#### WHAT YOU WILL DO
Character for character, transcribe the entries below, minus the images.

Items from a dataset:
=-=-=-=-=
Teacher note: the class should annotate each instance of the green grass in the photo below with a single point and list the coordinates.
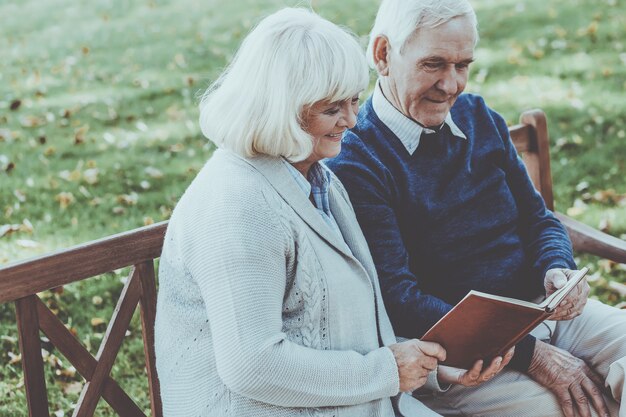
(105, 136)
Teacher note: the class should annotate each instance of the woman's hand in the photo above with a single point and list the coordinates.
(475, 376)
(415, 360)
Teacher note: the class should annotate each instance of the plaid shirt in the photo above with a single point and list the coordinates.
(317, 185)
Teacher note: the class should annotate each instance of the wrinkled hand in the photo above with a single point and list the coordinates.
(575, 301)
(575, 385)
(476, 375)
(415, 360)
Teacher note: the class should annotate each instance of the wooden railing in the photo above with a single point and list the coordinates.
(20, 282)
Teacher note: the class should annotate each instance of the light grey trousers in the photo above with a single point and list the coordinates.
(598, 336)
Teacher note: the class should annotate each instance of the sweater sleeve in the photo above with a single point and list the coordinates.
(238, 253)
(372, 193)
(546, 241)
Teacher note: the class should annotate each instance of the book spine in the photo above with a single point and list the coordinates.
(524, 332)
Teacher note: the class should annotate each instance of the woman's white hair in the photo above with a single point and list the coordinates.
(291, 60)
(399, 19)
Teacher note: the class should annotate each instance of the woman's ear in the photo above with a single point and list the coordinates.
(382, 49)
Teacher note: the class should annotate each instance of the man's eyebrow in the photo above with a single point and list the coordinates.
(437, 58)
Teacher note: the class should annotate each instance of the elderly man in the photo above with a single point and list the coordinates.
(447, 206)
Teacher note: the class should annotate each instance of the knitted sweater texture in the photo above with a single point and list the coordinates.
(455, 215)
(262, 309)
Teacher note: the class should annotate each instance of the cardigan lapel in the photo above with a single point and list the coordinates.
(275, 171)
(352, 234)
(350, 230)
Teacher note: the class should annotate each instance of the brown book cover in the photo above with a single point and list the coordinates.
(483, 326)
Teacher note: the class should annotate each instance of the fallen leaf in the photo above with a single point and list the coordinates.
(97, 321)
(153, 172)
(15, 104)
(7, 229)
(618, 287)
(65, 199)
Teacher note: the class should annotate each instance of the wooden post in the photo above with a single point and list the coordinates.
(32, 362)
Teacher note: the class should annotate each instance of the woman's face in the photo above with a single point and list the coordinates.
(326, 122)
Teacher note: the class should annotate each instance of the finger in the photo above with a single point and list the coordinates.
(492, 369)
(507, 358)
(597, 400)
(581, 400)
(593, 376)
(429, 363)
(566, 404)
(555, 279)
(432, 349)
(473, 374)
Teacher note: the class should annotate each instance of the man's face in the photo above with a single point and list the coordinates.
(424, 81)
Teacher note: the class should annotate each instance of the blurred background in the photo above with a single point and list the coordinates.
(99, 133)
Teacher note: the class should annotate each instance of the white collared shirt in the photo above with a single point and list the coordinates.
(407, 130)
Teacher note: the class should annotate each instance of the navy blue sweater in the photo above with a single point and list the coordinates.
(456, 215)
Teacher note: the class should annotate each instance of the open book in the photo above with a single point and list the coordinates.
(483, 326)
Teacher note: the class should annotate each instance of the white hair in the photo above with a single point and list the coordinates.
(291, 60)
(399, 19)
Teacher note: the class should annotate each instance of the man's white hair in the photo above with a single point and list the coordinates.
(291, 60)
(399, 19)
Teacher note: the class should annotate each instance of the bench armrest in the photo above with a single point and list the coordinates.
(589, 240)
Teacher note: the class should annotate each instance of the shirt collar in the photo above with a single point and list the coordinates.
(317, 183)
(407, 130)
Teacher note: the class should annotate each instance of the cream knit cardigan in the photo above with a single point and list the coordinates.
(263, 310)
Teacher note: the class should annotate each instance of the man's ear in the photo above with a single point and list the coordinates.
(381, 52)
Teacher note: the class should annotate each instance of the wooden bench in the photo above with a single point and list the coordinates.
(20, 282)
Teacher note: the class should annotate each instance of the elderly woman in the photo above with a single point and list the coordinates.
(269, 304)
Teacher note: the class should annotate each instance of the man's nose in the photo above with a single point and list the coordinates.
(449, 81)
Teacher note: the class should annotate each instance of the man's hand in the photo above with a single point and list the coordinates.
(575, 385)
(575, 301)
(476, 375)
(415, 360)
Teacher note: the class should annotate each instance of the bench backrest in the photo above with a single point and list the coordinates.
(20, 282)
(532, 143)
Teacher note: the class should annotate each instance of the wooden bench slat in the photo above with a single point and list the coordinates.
=-=-=-=-=
#### SOLVED PROBLEM
Teacher note: the class should annotate each instance of the green grass in the photo below with a single point and list the coordinates.
(105, 136)
Teacher note: the class should annotate each instance of the woman's hand in the photo above with a single point and list the coordinates.
(475, 376)
(415, 360)
Teacher note: the class should annotate each instance of the plaid shirt in the photo above with a single point and list the coordinates.
(317, 185)
Teacher note: the class should annotate each instance of the wrinkled hand in the photo above with a single point and list the coordinates.
(575, 301)
(575, 385)
(476, 375)
(415, 360)
Teacher note: the class should annotate each instance of the wooden railing in the photo above with a single point and list the coordinates.
(20, 282)
Teacher note: the class should annotate each instance of the light grey trousers in the photo above with a single point and list the coordinates.
(598, 336)
Teacher note: the class should annotate each instance of the sweater sleeve in the photo above with a single point and list the coordinates.
(238, 253)
(372, 193)
(546, 241)
Teacher note: the class should annotate each instance of the book spine in the photo above with a single point and list the coordinates.
(524, 332)
Teacher note: the class should annotate each instance of the woman's white hair in the photo above with a single point and list the coordinates.
(291, 60)
(399, 19)
Teacher note: the class should annotate each instance of the woman's ear in the photo above with a single point and list the coordinates.
(382, 49)
Teacher note: the class should annotate each instance of the man's eyebrow in the photo above with a single point and list the coordinates.
(437, 58)
Teacher note: the class should annotate each instance of the elderly man in the photo above with a single point and list the coordinates.
(447, 206)
Teacher note: the class should annotate each instance of the knitted sweater texture in the photo above with a single point and list the coordinates.
(455, 215)
(262, 309)
Teacher note: the class should annotate each instance of the cardigan lapel in the photo above with a single point and list the coordinates.
(275, 171)
(352, 234)
(350, 230)
Teacher note: the class should annotate each instance of the brown book cover in the photo above with a single point and list the coordinates.
(483, 326)
Teacher note: the class should annotate each instance of the fallen leaf in the photo above with a single point and list the coordinates.
(97, 321)
(153, 172)
(15, 104)
(7, 229)
(618, 287)
(65, 199)
Teacher note: the class should annotate each instance of the wooden post in the photo above with a single point and list the coordinates.
(32, 362)
Teacher note: the class should annotate each instance of the woman's face in the photo above with a single point and list the coordinates.
(326, 122)
Teacher note: the class should annotate each instance of the finger in the photo above with a single point and list the coordinates.
(492, 369)
(507, 358)
(597, 400)
(581, 400)
(593, 376)
(429, 363)
(566, 404)
(555, 279)
(432, 349)
(473, 374)
Teacher note: the class should annotate each instance of the man's face in the photo above with a single point and list the coordinates.
(424, 81)
Teacher note: the class should annotate each instance of the blurred background in the photo above with a single point and list the coordinates.
(99, 133)
Teacher note: the class should annotate each instance of the white collared shirt in the photo above with a single point and list the coordinates.
(407, 130)
Teacher note: the class should annotate each instance of the navy blue sweater in the photo above with a single point and list the coordinates.
(456, 215)
Teacher note: the class should annotate each instance of the open book in the photo above with a single point and list the coordinates.
(483, 326)
Teacher note: the class should annotate each instance of the white hair in the photo above with a single point and list the coordinates.
(291, 60)
(399, 19)
Teacher note: the class should annotate each instance of the man's white hair in the photo above with a single point and list the coordinates.
(291, 60)
(399, 19)
Teacher note: the class should annotate each instance of the bench armrest in the photo above with a single point and list the coordinates.
(589, 240)
Teacher note: the class should annotate each instance of the shirt collar in the photo above with a single point and list the coordinates.
(317, 183)
(407, 130)
Teacher note: the class should annotate each instance of the cream knit cardigan in the photo above with a single point and list the coordinates.
(263, 310)
Teacher note: the class should annotate each instance of the man's ear in the photo above with a single point and list the coordinates.
(381, 52)
Teacher note: the class should annotate each instance of the wooden bench in the photo above with a single point and list the coordinates.
(20, 282)
Teacher note: the class should annotate each instance of the elderly woman in the photo above with a single point and list the coordinates.
(269, 304)
Teacher note: the class should annotate each instance of the man's nose in the photo above with a single point and list the coordinates.
(449, 81)
Teacher note: the class should annotate each instance of the man's hand in the photo above with a single point and list the coordinates.
(575, 385)
(575, 301)
(476, 375)
(415, 360)
Teacher note: the class should annotate each instance of the bench backrest in the photo above with a single point and list the coordinates.
(20, 282)
(532, 143)
Teacher note: the class should annotate each instance of the wooden bench slat in the photo above with a single point and list the coordinates.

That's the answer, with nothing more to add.